## Goal of the exercise:
The data below must be copied in full and without any change.

## Records shown:
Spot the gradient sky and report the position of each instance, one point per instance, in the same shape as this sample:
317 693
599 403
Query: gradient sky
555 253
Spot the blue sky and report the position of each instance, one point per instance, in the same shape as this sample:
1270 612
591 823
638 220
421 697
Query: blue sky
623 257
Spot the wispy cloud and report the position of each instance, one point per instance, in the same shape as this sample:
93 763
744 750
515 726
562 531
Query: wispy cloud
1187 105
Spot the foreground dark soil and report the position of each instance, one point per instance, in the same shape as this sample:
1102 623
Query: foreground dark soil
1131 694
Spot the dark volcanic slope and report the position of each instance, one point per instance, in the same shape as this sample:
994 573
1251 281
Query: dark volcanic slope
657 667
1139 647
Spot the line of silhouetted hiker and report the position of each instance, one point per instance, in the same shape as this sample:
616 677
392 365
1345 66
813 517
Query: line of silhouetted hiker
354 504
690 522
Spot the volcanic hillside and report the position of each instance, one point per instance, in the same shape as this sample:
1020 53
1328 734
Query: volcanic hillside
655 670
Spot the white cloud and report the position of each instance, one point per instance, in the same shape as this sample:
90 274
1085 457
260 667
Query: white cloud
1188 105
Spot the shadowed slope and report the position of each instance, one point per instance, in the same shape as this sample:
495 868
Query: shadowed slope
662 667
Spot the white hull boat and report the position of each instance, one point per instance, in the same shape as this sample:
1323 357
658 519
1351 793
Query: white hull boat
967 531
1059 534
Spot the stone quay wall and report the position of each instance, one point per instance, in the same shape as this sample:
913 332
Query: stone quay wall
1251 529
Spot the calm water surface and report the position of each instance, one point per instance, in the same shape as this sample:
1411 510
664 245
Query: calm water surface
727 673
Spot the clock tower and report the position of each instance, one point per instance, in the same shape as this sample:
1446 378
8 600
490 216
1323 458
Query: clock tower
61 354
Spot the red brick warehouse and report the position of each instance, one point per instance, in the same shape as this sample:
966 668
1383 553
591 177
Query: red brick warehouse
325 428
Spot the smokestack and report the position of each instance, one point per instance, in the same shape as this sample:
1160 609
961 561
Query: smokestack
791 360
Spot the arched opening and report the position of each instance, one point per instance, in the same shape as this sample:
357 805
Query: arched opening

## Your solution:
Spot the gradient sky and report the position of each instance, one point per instance, in the same shape as this sample:
317 693
599 403
Query: gradient sky
555 253
Spot the blue sky and report the position of each instance, one point per instance, in the same shape as this sample:
1270 612
591 823
638 220
421 697
Query: blue sky
623 257
Spot the wispy cloud and report the position of each instance, one point per instance, in the same shape as this sample:
93 763
744 750
515 726
562 531
Query: wispy cloud
1187 105
Spot the foreground dark soil and report the position of each instance, one point per instance, in the same shape as this sample:
1102 623
Query: foreground dark soil
1131 694
Spot the dark volcanic slope and report the position of each instance, one point per instance, in the same shape as this sample:
994 573
1251 281
Query: dark volcanic slope
657 667
1139 647
Spot the line of silhouetted hiker and report the position of each instance, one point per instance, in the same shape as this sample:
616 677
392 365
1345 66
813 517
Query: line of silhouetted hiker
354 504
690 522
Spot the volcanic hillside and report the position of each instance, one point per instance, in the same shape as this sample:
1020 53
1328 734
Query: volcanic hillside
655 670
Spot the white cloud and report the position of each instance, one point per instance, in the same shape as this sample:
90 274
1085 457
260 667
Query: white cloud
1188 105
Spot the shadowed slope and report the position of each instance, one point per instance, in the same shape as this sample:
495 868
Query: shadowed slope
662 667
Spot the white hull boat and report the position of each instance, one point per instance, in the same shape as this sample:
1323 357
658 519
1351 793
Query: white hull boat
967 531
1059 534
Spot the stone quay wall and report the position of each instance, one point per instance, in the same shape as this sample:
913 332
Query: stone quay wall
1251 529
Spot the calm water surface and report the position of each instance, one point per instance, in the same shape as this sample:
1411 510
664 245
Query: calm water surface
727 673
Spot the clock tower and report the position of each instance, one point per instance, in the same shape as this sample:
1446 378
8 600
490 216
1323 458
Query: clock tower
61 354
Spot the red brick warehouse and report the position of each instance, one point per instance, in the same shape as this sample:
966 668
1383 553
591 177
Query: red brick warehouse
325 428
Spot the smokestack and report the position of each instance, one point per instance, in the same shape as this sample:
1160 609
961 561
Query: smokestack
791 360
Spot the arched opening and report the position of each instance, one point per instance, in the same shape as this sample:
357 805
Query: arched opening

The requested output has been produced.